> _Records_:

>> START

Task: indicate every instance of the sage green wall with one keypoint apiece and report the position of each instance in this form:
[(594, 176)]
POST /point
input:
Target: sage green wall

>> END

Turn every line of the entries above into a Markdown table with the columns Number and Line, leaving out blank lines.

> _REPLY TO THE EXERCISE_:
| Number | Line |
|---|---|
| 1 | Task: indicate every instance of the sage green wall with one keypoint apiece and report the position of each instance in this form: |
| 2 | [(594, 176)] |
| 3 | POST /point |
| 4 | input: |
| 5 | Target: sage green wall |